*Task to complete*:
Reproduce the records below with every "pixel-corner annotations" swapped for "box coordinates", keeping all other wording unchanged. Omit the pictures from your version.

*Dataset extract*:
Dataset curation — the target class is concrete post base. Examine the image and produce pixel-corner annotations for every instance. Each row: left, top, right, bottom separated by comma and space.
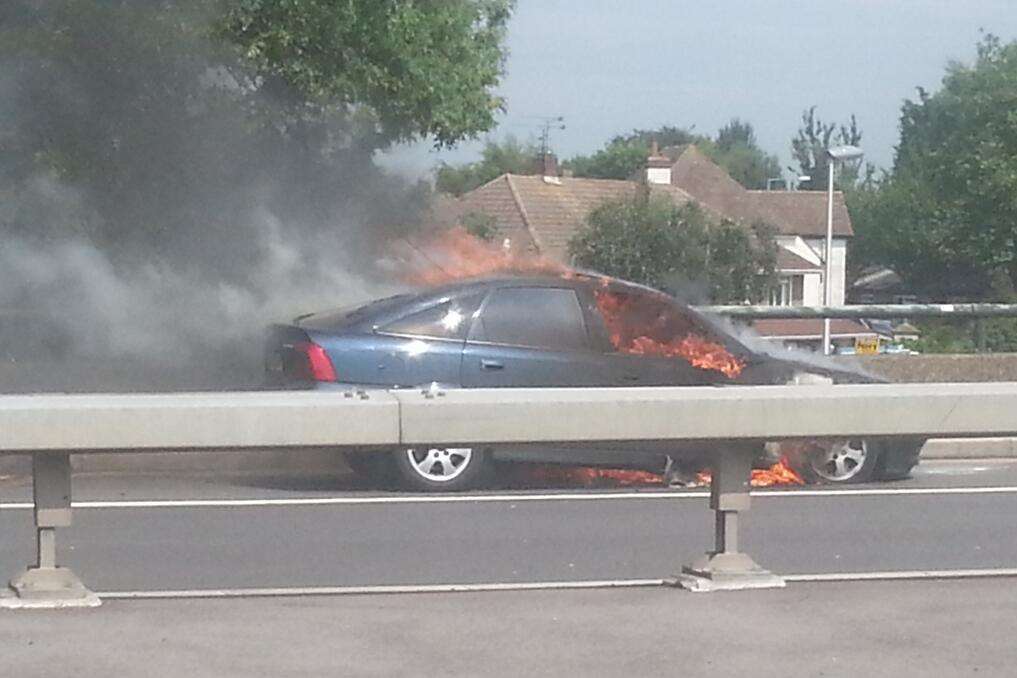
667, 552, 785, 593
0, 567, 102, 609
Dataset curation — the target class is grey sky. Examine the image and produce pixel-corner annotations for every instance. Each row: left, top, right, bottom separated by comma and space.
386, 0, 1017, 177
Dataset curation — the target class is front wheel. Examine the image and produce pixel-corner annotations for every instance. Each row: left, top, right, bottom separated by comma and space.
800, 438, 880, 484
394, 446, 491, 492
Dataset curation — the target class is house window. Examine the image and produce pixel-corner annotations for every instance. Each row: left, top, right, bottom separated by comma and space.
770, 275, 805, 306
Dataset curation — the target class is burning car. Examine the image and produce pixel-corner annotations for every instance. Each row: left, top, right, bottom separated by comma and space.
266, 271, 922, 491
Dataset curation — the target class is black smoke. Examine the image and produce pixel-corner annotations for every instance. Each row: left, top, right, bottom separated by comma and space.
0, 0, 427, 391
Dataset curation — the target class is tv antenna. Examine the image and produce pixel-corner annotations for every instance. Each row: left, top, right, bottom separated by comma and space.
540, 116, 565, 157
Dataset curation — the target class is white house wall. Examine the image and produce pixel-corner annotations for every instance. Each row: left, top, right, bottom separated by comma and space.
801, 272, 823, 306
776, 236, 823, 266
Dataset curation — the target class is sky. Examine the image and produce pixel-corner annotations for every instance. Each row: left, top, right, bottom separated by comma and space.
383, 0, 1017, 176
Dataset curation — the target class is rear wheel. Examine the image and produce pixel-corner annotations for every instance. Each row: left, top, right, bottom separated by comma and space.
394, 445, 491, 492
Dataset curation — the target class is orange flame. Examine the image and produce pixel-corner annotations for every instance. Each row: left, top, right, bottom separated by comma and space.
404, 228, 743, 378
526, 456, 805, 487
595, 290, 744, 378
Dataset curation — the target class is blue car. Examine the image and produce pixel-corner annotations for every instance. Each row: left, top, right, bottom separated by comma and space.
266, 274, 923, 491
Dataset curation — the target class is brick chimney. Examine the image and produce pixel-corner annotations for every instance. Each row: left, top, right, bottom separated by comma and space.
644, 141, 674, 184
534, 152, 558, 179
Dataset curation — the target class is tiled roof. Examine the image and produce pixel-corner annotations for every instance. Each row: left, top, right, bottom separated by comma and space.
745, 191, 854, 238
453, 146, 851, 262
460, 174, 692, 261
666, 145, 854, 238
671, 146, 760, 226
752, 318, 876, 338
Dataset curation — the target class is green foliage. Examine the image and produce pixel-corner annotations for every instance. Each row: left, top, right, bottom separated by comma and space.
563, 141, 650, 180
791, 106, 861, 191
434, 136, 540, 195
463, 211, 497, 242
851, 36, 1017, 300
564, 125, 706, 180
221, 0, 513, 146
904, 320, 975, 353
566, 118, 781, 189
700, 118, 782, 189
570, 192, 776, 303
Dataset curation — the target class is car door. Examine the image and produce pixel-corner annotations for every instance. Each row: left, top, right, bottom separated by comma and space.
462, 286, 610, 388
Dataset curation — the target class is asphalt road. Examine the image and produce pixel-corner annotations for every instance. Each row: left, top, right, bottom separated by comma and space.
0, 460, 1017, 592
7, 580, 1017, 678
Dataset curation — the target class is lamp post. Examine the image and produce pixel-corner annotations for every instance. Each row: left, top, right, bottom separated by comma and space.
823, 146, 863, 356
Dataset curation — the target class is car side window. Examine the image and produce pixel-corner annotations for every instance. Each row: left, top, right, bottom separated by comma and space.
380, 294, 484, 341
470, 288, 589, 351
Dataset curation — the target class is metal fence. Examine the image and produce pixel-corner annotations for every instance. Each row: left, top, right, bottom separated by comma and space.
0, 383, 1017, 607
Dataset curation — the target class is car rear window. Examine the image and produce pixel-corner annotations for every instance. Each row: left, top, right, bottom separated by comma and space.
470, 288, 588, 351
380, 293, 484, 340
296, 294, 413, 329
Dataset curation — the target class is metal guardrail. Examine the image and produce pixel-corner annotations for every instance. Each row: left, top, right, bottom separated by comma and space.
696, 304, 1017, 320
0, 383, 1017, 607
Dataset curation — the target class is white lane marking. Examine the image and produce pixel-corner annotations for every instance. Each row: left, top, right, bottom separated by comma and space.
98, 579, 664, 600
0, 486, 1017, 509
783, 567, 1017, 581
98, 568, 1017, 600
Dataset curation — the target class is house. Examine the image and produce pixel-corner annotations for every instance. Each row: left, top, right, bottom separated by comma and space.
457, 145, 875, 353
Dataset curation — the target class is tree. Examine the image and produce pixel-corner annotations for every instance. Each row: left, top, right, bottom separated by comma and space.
791, 106, 861, 191
849, 35, 1017, 300
702, 118, 781, 189
564, 125, 705, 180
221, 0, 513, 146
566, 118, 780, 189
434, 136, 540, 195
570, 192, 776, 303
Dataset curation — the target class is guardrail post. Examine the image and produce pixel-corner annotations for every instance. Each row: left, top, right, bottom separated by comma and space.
0, 452, 100, 608
669, 443, 784, 592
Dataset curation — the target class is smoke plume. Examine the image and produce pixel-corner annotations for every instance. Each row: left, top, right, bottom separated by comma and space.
0, 0, 426, 391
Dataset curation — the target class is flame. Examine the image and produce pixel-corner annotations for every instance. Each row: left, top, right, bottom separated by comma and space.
525, 456, 805, 487
594, 289, 744, 378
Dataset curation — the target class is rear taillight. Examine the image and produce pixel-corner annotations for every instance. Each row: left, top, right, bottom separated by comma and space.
293, 342, 338, 381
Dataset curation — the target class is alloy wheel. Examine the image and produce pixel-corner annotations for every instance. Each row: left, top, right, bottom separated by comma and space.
406, 447, 473, 483
809, 439, 869, 483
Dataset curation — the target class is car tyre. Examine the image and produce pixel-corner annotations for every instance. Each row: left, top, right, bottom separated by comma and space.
393, 445, 493, 492
796, 438, 883, 485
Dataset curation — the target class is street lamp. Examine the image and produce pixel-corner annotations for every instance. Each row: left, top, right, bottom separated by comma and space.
823, 146, 863, 356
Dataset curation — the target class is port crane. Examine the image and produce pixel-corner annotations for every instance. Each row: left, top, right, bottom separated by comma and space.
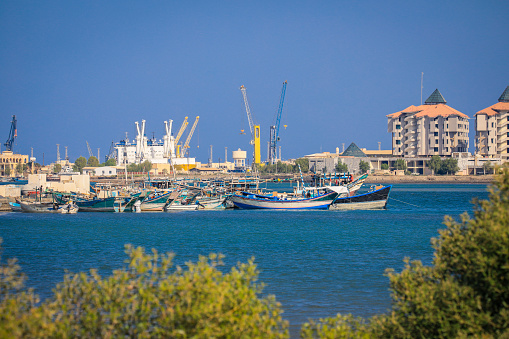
175, 117, 189, 156
180, 116, 200, 158
4, 115, 18, 152
269, 80, 288, 165
240, 85, 261, 164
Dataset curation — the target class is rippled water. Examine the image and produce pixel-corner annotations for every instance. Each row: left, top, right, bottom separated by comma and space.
0, 184, 487, 336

*Solution to this exercise*:
Dataset curation — the target class is concrete post base. Examine the image and produce box coordinates for every instance. Each row: left, top, right, bottom separated by comma and space.
667, 552, 785, 593
0, 567, 102, 609
Dataset curation — the target class is grey sky. Examine the image and produce box coordinates for every instance. Each row: left, top, right, bottom separated by comma and space.
386, 0, 1017, 177
Dataset curation — the target class is front wheel. Examine the image and produce box coordinates for every instance. Each row: left, top, right, bottom separated by comma and space.
800, 438, 880, 484
394, 446, 491, 492
Dataset curation — the target class is house window. Examine the image and produce box coordinates for every instance. Each row: left, top, right, bottom separated by comma and space.
770, 275, 805, 306
Dataset curation — the target class is burning car. Examine the image and produce box coordinates for every instance. Each row: left, top, right, bottom separated by comma and space.
266, 271, 922, 491
Dataset curation — the target class is black smoke. Examine the image and produce box coordinates for every instance. Each row: left, top, right, bottom separated by comma and space.
0, 0, 427, 391
Dataset curation — the target class is tv antenna. Examine the image and produce box coordinates for every instance. Each row: left, top, right, bottom separated by comma and space.
540, 116, 565, 157
Dataset curation — the target class is white house wall. Examine the image and produce box coordinates for every instance. Each row: left, top, right, bottom separated by comma and space.
801, 272, 823, 306
776, 236, 823, 266
Dataset curation — the target class is sky. Examine the image and produce box coordinates for every instance. Each row: left, top, right, bottom separated by comma and space.
383, 0, 1017, 176
Dataset curation — the target class is rear wheel. Examine the image and produce box coordinates for every instance. Each row: left, top, right, bottom separated by comma and space.
394, 445, 491, 492
Dataset curation — the target class is orange flame. Examine the image and produce box coordinates for every instance. Each row: left, top, right, bottom separated by comma and space.
404, 228, 743, 378
526, 456, 805, 487
595, 290, 744, 378
Dataset curation — the target class is blue car. Examine the image and produce box coordinates for every instance. Each row: left, top, right, bottom separated by comma and space.
266, 274, 923, 491
Dataset curation — the target class is brick chimney. Examine the image and produce box coordinates for every instance. Each row: left, top, right, bottom separated by comma and space.
644, 141, 674, 184
534, 152, 558, 179
Dataset curation — the target class is tiled roof. Examine the image and produce box coordinates for every instance. Each row: left, top, right, bottom separated by comma and space.
745, 191, 854, 238
453, 146, 851, 262
460, 174, 692, 261
666, 145, 854, 238
671, 146, 760, 226
752, 318, 876, 338
Dataset curation — the target class is green foliage. Examine the image and produce box coordinates for every instance. Each row: left, top, right, bottom separated by comma and space.
563, 141, 650, 180
791, 106, 861, 191
434, 136, 540, 195
463, 211, 497, 242
851, 36, 1017, 300
564, 125, 706, 180
221, 0, 513, 146
904, 320, 975, 353
566, 118, 781, 189
700, 118, 782, 189
570, 192, 776, 303
Dataset curation — the target class is car door. Examine the image and produce box coordinates for every instance. Each row: left, top, right, bottom separated by comma and space.
462, 286, 610, 388
Dataset curation — the target class is asphalt road. Examine the image and produce box coordinates for every instance. Each row: left, top, right, bottom separated by comma and space.
0, 460, 1017, 592
7, 580, 1017, 678
Dataset curation — the target class is lamp post. Examine the image and produce box coordinates for every instance. Each row: left, top, right, bottom separated by comma and space.
823, 146, 863, 356
Dataset curation — the target class is car side window. Examine the image and produce box coordinates for every instance. Each row: left, top, right, bottom separated by comma and space.
380, 294, 484, 341
470, 288, 589, 351
Dataset curation — the target class is metal fence. Examine the image and produce box coordinates for every instance. Each row: left, top, right, bottom separated by comma and space.
0, 383, 1017, 607
Dataset curation — the target class is car rear window. Examine the image and produce box coordinates for every instance. Each row: left, top, right, bottom separated by comma and space.
470, 288, 588, 351
380, 293, 484, 340
296, 294, 413, 329
Dataset curation — the target class is metal guardrail. Examine the image and produce box coordinates for every instance. Each row: left, top, right, bottom separated by comma and space.
696, 304, 1017, 320
0, 383, 1017, 607
Dataset curation — the target class is white lane marking. Examine the image and produce box coordinates for every instance. Each row: left, top, right, bottom separated by comma and space.
98, 579, 664, 600
0, 486, 1017, 509
783, 567, 1017, 581
98, 568, 1017, 600
Dataset curation — the target class is house. Examine the image and produce box coordinates for every instance. Each row: left, top, right, bottom separated by comma and space.
457, 145, 875, 353
Dataset curation — the target class is tree. Examine the image and produce box coordinates for every instance. Each row: left, top, right, bottom separated by comma and space.
791, 106, 861, 191
849, 35, 1017, 300
702, 118, 781, 189
564, 125, 705, 180
221, 0, 513, 146
566, 118, 780, 189
434, 136, 540, 195
570, 192, 776, 303
Dataset curation — the target class is guardrail post. Examine the image and produce box coordinates for every instance. Each row: left, top, right, bottom separated by comma and space.
0, 452, 100, 608
669, 443, 784, 592
Dataset curation — the target class is smoke plume. Examine the image and produce box coordinates for every instance. Each row: left, top, right, bottom separated by comma and space.
0, 0, 426, 391
Dataset curation — the target class is flame. Examine the image and produce box coordinates for every instance. Each row: left, top, right, bottom separated by comma and space.
525, 456, 805, 487
594, 289, 744, 378
Dataset curation — the target class is rear taillight. Examine the image and produce box coordinates for every instance. Each row: left, top, right, bottom separated by comma and space.
293, 342, 338, 381
Dataset curation — the target class is alloy wheel. Examine the image and produce box coordinates for every instance. Each row: left, top, right, bottom separated by comma and space.
406, 447, 473, 483
809, 439, 869, 483
Dataset curation — the target class is car tyre. Examine the image and produce box coordinates for every instance. Each row: left, top, right, bottom separated by comma and space.
393, 445, 493, 492
796, 438, 883, 485
Dataset curation — the target class is street lamp. Examine the image and produce box coordinates for every instance. Each row: left, top, right, bottom separated by comma and space.
823, 146, 863, 356
Dataset curation — the target class is port crane. Examine the image and produce box coordinates for every instance. Each row: left, top, right, bottom separated by comma and space.
175, 117, 189, 156
180, 116, 200, 158
4, 115, 18, 152
269, 80, 288, 165
240, 85, 261, 164
Dataset curation — the target class is rippled water. Examine the image and produce box coordinates for every instance. Each row: left, top, right, bottom separated by comma and space.
0, 184, 487, 336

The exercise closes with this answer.